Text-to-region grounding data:

===

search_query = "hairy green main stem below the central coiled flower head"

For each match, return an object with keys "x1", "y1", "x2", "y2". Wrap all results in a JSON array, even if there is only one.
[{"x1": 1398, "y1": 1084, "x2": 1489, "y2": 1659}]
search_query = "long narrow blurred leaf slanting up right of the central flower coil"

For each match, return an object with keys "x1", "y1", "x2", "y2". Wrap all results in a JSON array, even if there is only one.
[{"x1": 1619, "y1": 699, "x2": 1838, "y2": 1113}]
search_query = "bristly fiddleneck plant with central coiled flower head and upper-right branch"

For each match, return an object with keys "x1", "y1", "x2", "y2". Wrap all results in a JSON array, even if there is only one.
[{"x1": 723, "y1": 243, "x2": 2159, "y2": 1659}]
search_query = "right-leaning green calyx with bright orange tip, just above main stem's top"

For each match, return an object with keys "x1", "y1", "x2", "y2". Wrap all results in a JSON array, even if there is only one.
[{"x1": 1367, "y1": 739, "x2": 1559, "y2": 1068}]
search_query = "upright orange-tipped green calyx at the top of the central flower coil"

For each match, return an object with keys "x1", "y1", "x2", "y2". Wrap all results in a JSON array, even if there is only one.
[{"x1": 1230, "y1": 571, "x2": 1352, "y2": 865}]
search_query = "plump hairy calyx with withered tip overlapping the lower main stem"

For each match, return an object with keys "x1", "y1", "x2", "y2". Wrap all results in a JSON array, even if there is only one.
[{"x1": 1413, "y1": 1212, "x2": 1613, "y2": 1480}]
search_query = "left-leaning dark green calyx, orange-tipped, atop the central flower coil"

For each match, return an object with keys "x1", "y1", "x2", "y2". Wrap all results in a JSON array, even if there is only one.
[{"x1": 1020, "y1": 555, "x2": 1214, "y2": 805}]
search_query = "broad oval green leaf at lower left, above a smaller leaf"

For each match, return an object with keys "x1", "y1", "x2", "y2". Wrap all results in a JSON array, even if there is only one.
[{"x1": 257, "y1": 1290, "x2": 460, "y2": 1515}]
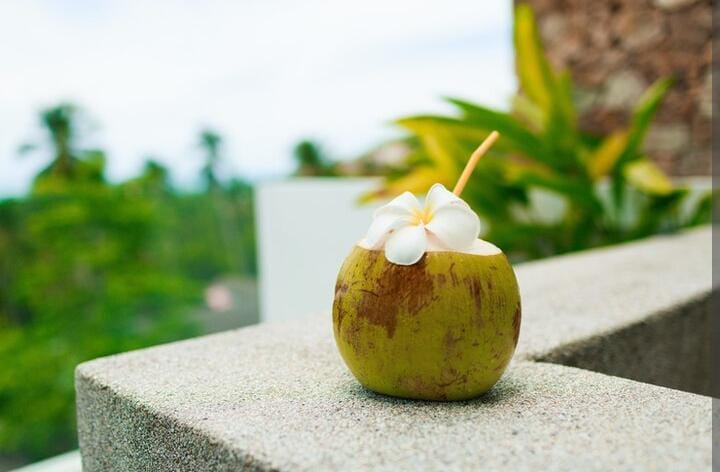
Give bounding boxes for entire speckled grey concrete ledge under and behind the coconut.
[76,228,712,471]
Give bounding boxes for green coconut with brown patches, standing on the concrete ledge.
[333,243,521,400]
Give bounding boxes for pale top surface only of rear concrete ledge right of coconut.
[516,226,713,359]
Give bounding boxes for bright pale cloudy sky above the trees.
[0,0,515,195]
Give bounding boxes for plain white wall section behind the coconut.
[255,178,378,322]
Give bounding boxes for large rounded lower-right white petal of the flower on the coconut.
[425,203,480,249]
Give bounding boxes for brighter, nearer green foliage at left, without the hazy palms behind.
[0,177,199,457]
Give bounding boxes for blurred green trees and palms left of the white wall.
[0,109,255,458]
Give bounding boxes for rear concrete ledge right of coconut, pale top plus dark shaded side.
[517,227,713,395]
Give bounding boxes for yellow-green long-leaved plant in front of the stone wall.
[363,4,711,259]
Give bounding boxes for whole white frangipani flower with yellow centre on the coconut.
[364,184,480,265]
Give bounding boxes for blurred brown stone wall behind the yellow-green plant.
[526,0,713,175]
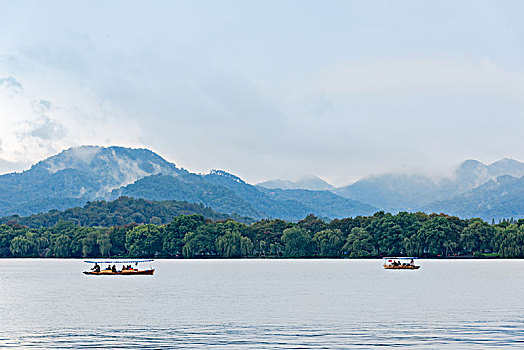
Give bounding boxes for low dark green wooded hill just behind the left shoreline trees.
[0,197,253,228]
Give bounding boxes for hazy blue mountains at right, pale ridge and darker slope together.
[259,158,524,220]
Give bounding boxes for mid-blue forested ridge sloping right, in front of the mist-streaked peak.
[112,170,377,220]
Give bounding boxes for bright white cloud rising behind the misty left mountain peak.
[0,77,141,172]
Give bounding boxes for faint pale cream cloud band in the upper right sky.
[312,57,524,98]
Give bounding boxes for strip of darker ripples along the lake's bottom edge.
[4,323,524,349]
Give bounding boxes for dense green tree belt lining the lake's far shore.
[0,212,524,258]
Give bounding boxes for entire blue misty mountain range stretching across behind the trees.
[0,146,524,220]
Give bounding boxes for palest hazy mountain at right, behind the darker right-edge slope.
[333,159,524,212]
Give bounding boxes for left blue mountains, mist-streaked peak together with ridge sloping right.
[0,146,377,220]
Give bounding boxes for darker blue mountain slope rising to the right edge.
[423,175,524,221]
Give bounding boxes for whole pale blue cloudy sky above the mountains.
[0,0,524,185]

===

Required work: Wherever the string "head" appears in the data above, copy the line it sits in.

Answer:
search_query = "hairy green main stem below the central coiled flower head"
search_query = "bristly fiddleneck plant with central coiled flower head and upper-right branch"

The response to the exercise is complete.